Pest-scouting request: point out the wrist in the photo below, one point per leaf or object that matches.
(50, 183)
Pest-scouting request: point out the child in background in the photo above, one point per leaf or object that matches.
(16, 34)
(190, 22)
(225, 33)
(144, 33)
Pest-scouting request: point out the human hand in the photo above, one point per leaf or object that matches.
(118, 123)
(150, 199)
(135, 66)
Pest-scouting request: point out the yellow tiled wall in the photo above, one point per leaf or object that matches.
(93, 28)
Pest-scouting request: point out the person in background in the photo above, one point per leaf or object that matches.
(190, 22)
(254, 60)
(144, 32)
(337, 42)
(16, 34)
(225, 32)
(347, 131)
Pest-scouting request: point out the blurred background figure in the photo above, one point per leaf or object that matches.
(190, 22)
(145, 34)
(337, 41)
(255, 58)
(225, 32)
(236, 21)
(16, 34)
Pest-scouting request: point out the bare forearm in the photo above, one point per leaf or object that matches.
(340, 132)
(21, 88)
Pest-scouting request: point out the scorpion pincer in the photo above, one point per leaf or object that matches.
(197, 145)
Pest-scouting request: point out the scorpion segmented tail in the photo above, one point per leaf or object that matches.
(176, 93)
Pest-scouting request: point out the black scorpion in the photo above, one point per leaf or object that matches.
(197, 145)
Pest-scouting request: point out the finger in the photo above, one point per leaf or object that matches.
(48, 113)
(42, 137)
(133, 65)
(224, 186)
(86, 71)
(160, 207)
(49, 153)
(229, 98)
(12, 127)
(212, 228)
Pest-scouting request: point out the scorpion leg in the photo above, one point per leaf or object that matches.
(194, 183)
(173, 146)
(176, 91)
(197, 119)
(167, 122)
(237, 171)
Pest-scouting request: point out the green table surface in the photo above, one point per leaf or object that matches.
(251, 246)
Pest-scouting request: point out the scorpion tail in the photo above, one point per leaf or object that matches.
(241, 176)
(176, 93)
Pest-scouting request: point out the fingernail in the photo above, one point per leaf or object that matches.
________________________
» **Tujuan Latihan**
Ubah setiap "Pest-scouting request" dalam catatan di atas menjadi "Field-scouting request", lalu tuliskan kembali semua baris tanpa perubahan lain.

» **Jawaban Tertulis**
Field-scouting request: point out the wrist in the photo below, one point per leaf or object that matches.
(50, 183)
Field-scouting request: point out the child in background in the photo above, one point per leaf or object that matches.
(16, 34)
(190, 22)
(225, 33)
(144, 33)
Field-scouting request: point out the human hand in the photo above, one point per leaf or object that matches.
(118, 123)
(150, 199)
(135, 66)
Field-scouting request: point out the yellow tiled wall in the photo above, one point per leaf or object that matches.
(93, 28)
Field-scouting request: point out the person in background in the photo above, one point per leaf or object that matches.
(190, 22)
(254, 60)
(144, 32)
(337, 42)
(16, 34)
(225, 32)
(347, 131)
Field-scouting request: point out the blurred background figure in the photo above, one point per leaf or object that matches.
(190, 22)
(145, 34)
(337, 41)
(255, 58)
(225, 32)
(236, 21)
(16, 34)
Field-scouting request: point out the bare forearm in the photo above, one point per leaf or object that matches.
(340, 132)
(21, 88)
Field-scouting request: point out the scorpion pincer in the photo above, one point per leaf or object that matches.
(197, 145)
Field-scouting request: point out the scorpion segmented tail in the photo above, one point per leaf or object that matches.
(176, 93)
Field-scouting request: point out the black scorpion in the photo above, one point per leaf or object that matches.
(197, 145)
Field-scouting request: point out the finger in the photo above, one point per leaf or object that matches.
(48, 113)
(42, 137)
(133, 65)
(224, 186)
(86, 71)
(160, 207)
(49, 153)
(229, 98)
(12, 127)
(212, 228)
Field-scouting request: point out the scorpion leg in the photo above, one point per leaf or object that matches.
(194, 183)
(173, 146)
(176, 91)
(197, 119)
(167, 122)
(237, 171)
Field-scouting request: point out the green table surface in the photo above, one point per leaf or object that matches.
(251, 246)
Field-scouting request: point out the scorpion tail in the photo above, one point per leaf or object that matches.
(241, 176)
(176, 93)
Field-scouting request: point out the fingernail in the photo above, one point per leaf or object that matches.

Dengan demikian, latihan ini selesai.